**** GIVEN ENTRIES ****

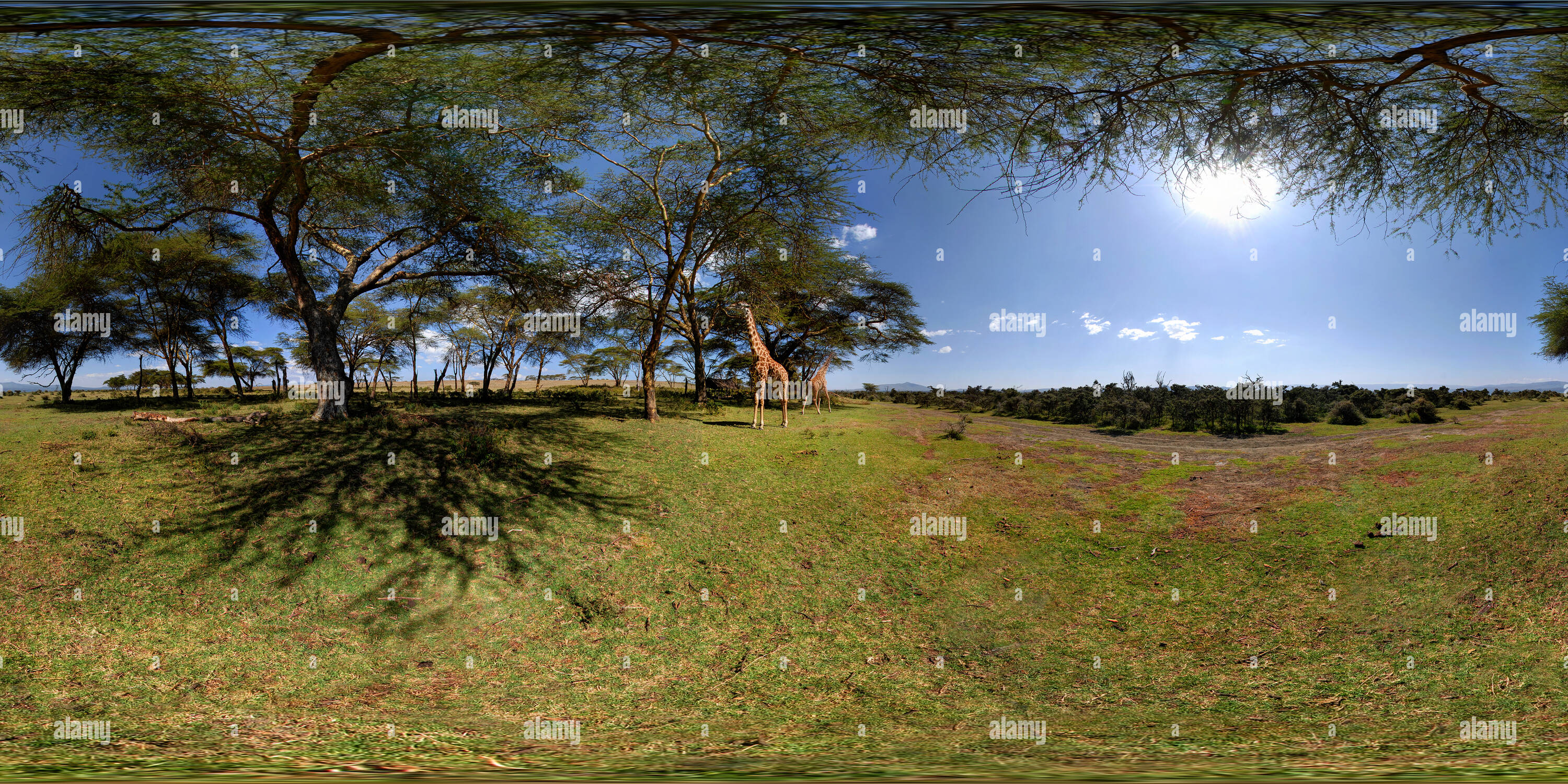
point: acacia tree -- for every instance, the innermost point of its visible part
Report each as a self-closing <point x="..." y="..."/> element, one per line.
<point x="38" y="336"/>
<point x="341" y="165"/>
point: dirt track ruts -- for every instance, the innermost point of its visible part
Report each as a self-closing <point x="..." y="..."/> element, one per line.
<point x="1471" y="424"/>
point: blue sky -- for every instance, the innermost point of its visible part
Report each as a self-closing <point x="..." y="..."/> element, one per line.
<point x="1178" y="291"/>
<point x="1173" y="291"/>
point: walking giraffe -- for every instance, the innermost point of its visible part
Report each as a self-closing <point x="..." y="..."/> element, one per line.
<point x="764" y="371"/>
<point x="819" y="389"/>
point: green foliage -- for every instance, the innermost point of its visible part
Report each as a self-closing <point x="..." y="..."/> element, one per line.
<point x="1346" y="413"/>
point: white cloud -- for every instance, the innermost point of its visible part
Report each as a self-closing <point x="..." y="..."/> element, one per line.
<point x="1180" y="330"/>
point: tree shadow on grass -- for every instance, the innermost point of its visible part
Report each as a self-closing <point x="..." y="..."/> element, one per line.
<point x="385" y="482"/>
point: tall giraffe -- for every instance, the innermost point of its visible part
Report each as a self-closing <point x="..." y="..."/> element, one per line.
<point x="819" y="383"/>
<point x="763" y="372"/>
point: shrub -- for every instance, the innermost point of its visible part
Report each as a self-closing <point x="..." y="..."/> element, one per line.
<point x="1297" y="411"/>
<point x="1346" y="413"/>
<point x="955" y="430"/>
<point x="1423" y="411"/>
<point x="1366" y="402"/>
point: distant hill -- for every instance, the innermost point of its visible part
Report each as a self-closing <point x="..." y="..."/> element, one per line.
<point x="907" y="386"/>
<point x="1543" y="386"/>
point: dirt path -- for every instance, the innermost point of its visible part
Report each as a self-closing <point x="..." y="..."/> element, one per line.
<point x="1471" y="424"/>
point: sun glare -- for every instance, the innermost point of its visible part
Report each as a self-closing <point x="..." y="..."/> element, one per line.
<point x="1230" y="195"/>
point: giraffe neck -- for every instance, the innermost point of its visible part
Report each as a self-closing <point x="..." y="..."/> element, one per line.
<point x="756" y="339"/>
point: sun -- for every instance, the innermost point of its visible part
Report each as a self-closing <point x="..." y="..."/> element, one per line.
<point x="1231" y="195"/>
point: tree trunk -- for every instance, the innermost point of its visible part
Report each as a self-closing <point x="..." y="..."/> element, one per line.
<point x="223" y="338"/>
<point x="328" y="366"/>
<point x="189" y="374"/>
<point x="413" y="360"/>
<point x="175" y="385"/>
<point x="698" y="371"/>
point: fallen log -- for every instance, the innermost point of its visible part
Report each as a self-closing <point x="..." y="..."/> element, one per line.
<point x="151" y="416"/>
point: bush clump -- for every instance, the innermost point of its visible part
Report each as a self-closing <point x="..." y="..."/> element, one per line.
<point x="1346" y="413"/>
<point x="1423" y="411"/>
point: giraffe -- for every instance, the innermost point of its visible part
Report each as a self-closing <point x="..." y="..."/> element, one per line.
<point x="763" y="372"/>
<point x="819" y="383"/>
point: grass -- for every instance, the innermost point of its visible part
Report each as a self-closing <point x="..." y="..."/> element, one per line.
<point x="234" y="593"/>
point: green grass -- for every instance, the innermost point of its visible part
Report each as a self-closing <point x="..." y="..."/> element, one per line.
<point x="234" y="505"/>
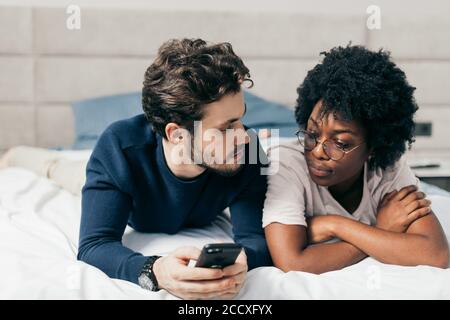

****

■ **SET TASK**:
Filter the items down to every line containing the word "giraffe", and copy those lines as they appear.

■ **SOLVED PROBLEM**:
point: walking giraffe -- for every instance, the innermost point of its visible part
point: tall giraffe -- for every instance, the innermost point of its visible part
point: giraffe neck -- for every instance, the innermost point of its visible part
point: giraffe -- for every instance, the innermost point of its visible part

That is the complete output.